### Texto del ejercicio:
****************************************

Un amigo me dijo recientemente que durante las vacaciones se había dedicado a leer Cairo, El Víbora y similares por la mañana, a Peter Handke alternando con Le Carré por la tarde, mientras los poemas de Genet y de Gil de Biedina se habían convertido en sus compañeros inseparables de la noche, antes del sueño. Casi feliz me aseguró que esa simultaneidad era un festín repleto de emociones y, sobre todo, un triunfo del ritmo.

El ritmo cultural de la actualidad es como una lujuria confuso gozosa que ronda con lo laberíntico, O sea, con el enredo inteligente. Quizá hayamos llegado definitivamente a la cultura del vértigo, al turismo cultural que nos lleva de aquí para allá picando de todo sin detenernos en nada. "La cultura ya no se produce para durar", dijo Baudrillard hace años, y ahora más que nunca comprendemos que ha entrado en una curva de promiscuidad alborozada. Se diría que vivimos el erotismo epidérmico de lo cultural.

Bergamín, siempre tan incisivo y desasosegante, escribió: "El eclecticismo es falta de higiene: falta de limpieza mental y sentimental", e incluso fue más lejos: "El eclecticismo es la máscara de todas las traiciones".

Los posmodernos hablan de una cultura porosa, ecléctica, que responde, de algún modo, a la frivolización por cansancio, a la superación de la fe, de las múltiples fes revolucionarias de los sesenta- setenta, por algo que, más que escepticismo, es puro dandismo. De las viejas trincheras sentimentales de aquellos jóvenes que corrían delante de los fieltros grises con un sentido sportivo de la revolución y que escribían en las tapias de París: "La muerte es necesariamente una contrarrevolución", hemos pasado a estos lobos veniales, sarcásticos y lúdicos, que tienen la humorada de reproducir en algún fanzine de la onda siniestra versos como éstos, bellísimos de cinismo, del mexicano José Gorostiza: "Anda, putilla del rubor helado / anda, vámonos al diablo". Y es ahí, en la frivolización distanciadora, donde se cuecen algunos prestigios íntimos de la movida, porque el eclecticismo no supone la piedad universal y no impide la caricaturización de los sesenta-setenta más puros: los del amor por bandolera, los de la huida a Katmandú o del On the road, ahora que la ciudad se ha convertido en una especie de geografía total y salvaje.

Al fin y al cabo, todo esto no es más que la pose del genio, y el genio es el ilusionismo colectivo del ahora mismo. Desde los reciclados-travestidos que emergen de los infinitos naufragios hasta los vírgenes que profesan esa iconoclasia doméstica tan chic, se respira un clima de redención espiritual, de artistismo obsesivo-abusivo. Ser artista está de moda, incluso hacer de la vida un arte, una ficción epatante, una representación continua.

Uno no sabe qué tiene que ver esto con aquel París deslumbrante que reunió a Picasso y a Cocteau, a Breton y a Diaghilev y a tantos y tantos otros. Supongo que fue la última edad de oro conocida. Esto es simplemente un ramalazo, acaso manierista, de teatralidad y artistismo. Dicen que dentro de poco habrá que empezar a subir el listón. Será la criba de los genios.

****************************************

### Material mostrado:
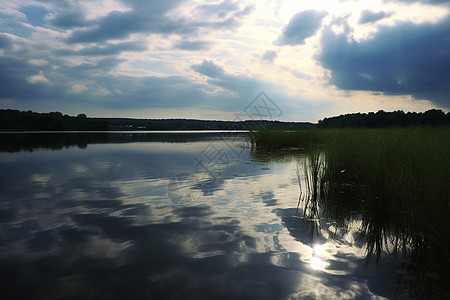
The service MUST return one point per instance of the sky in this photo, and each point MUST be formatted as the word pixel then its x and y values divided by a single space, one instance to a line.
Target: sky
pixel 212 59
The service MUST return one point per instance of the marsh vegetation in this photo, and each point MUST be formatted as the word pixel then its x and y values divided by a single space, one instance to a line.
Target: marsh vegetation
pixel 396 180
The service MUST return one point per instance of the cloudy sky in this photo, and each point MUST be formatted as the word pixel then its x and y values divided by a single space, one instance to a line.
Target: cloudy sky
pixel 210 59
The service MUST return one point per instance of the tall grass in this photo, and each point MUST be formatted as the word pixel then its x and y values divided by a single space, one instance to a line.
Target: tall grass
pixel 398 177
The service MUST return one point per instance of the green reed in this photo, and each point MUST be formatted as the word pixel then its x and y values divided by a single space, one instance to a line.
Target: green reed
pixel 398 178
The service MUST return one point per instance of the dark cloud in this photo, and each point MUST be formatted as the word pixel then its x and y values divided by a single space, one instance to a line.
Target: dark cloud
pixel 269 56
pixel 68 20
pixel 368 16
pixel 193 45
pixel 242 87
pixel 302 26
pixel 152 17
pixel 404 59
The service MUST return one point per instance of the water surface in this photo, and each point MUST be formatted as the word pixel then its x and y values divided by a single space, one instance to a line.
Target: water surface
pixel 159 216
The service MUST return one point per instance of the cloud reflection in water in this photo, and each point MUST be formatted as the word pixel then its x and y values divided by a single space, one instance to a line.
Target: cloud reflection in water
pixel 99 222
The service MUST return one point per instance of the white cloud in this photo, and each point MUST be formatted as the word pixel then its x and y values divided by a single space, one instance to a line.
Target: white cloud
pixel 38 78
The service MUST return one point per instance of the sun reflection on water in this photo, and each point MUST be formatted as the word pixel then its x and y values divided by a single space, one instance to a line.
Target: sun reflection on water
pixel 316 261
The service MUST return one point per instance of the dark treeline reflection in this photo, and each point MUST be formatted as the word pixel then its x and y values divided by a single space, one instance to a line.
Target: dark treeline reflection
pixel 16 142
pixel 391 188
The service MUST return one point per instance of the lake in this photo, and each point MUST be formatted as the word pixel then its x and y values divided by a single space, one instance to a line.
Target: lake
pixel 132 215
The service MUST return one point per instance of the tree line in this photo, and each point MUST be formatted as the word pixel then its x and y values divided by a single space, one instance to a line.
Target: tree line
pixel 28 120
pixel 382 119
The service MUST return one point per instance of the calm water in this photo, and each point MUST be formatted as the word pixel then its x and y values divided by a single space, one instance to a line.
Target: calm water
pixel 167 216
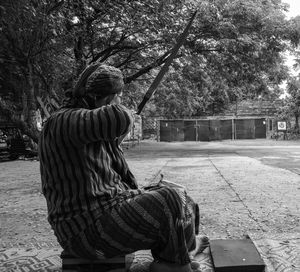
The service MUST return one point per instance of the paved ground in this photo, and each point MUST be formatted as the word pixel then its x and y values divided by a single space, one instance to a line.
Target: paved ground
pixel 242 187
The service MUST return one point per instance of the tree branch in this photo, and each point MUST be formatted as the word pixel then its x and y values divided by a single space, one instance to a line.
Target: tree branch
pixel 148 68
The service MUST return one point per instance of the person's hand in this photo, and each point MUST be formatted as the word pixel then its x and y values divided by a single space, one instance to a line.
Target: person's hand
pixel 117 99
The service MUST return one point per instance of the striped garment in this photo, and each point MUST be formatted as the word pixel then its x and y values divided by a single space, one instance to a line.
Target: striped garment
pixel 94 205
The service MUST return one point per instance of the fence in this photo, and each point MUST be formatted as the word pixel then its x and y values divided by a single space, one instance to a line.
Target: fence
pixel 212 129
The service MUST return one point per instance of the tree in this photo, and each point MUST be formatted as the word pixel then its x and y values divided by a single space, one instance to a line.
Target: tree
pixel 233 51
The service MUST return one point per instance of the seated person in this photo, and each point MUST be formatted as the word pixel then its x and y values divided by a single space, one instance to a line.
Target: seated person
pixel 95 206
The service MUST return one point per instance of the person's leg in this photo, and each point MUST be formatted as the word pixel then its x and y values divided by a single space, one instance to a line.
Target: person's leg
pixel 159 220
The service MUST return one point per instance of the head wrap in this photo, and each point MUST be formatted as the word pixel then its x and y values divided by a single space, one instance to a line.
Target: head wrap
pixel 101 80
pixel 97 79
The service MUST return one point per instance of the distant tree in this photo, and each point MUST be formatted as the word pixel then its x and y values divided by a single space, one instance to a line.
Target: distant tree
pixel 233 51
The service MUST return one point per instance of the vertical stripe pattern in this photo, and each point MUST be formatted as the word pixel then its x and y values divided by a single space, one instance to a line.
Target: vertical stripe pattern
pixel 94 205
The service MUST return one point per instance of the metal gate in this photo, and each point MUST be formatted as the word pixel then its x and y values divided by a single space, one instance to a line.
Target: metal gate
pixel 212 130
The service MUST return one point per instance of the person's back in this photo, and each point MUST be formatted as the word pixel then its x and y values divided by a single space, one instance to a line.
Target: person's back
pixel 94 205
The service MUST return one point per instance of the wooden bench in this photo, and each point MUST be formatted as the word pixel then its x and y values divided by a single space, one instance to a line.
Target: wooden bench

****************************************

### Detalles de la tarea:
Edita todo lo que va desde "Al fin y al" hasta "una representación continua." en el texto sobre el eclecticismo cultural, poniendo "espejismo colectivo" en lugar de "ilusionismo colectivo", y escribe el fragmento resultante. Las entradas proceden de otra fuente.

### Solución desarrollada:
Al fin y al cabo, todo esto no es más que la pose del genio, y el genio es el espejismo colectivo del ahora mismo. Desde los reciclados-travestidos que emergen de los infinitos naufragios hasta los vírgenes que profesan esa iconoclasia doméstica tan chic, se respira un clima de redención espiritual, de artistismo obsesivo-abusivo. Ser artista está de moda, incluso hacer de la vida un arte, una ficción epatante, una representación continua.